> Requirements: Reproduce the data below with "cardboard sign" swapped for "wooden placard" and everything else left as it is. Omit the pictures from your answer.

> Stored data from a collection:

-------

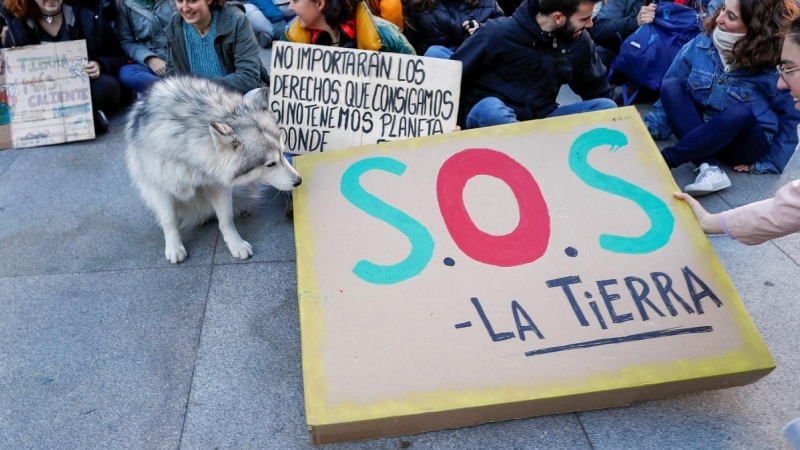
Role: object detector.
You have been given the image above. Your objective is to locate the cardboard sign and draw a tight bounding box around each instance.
[270,42,461,154]
[295,107,775,443]
[0,40,95,148]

-------

> Expected output:
Role: object detector.
You have been given the image above. Your objective is to locate the wooden placard and draw a tight bounding box around each instance.
[270,42,461,154]
[295,107,775,443]
[0,40,95,148]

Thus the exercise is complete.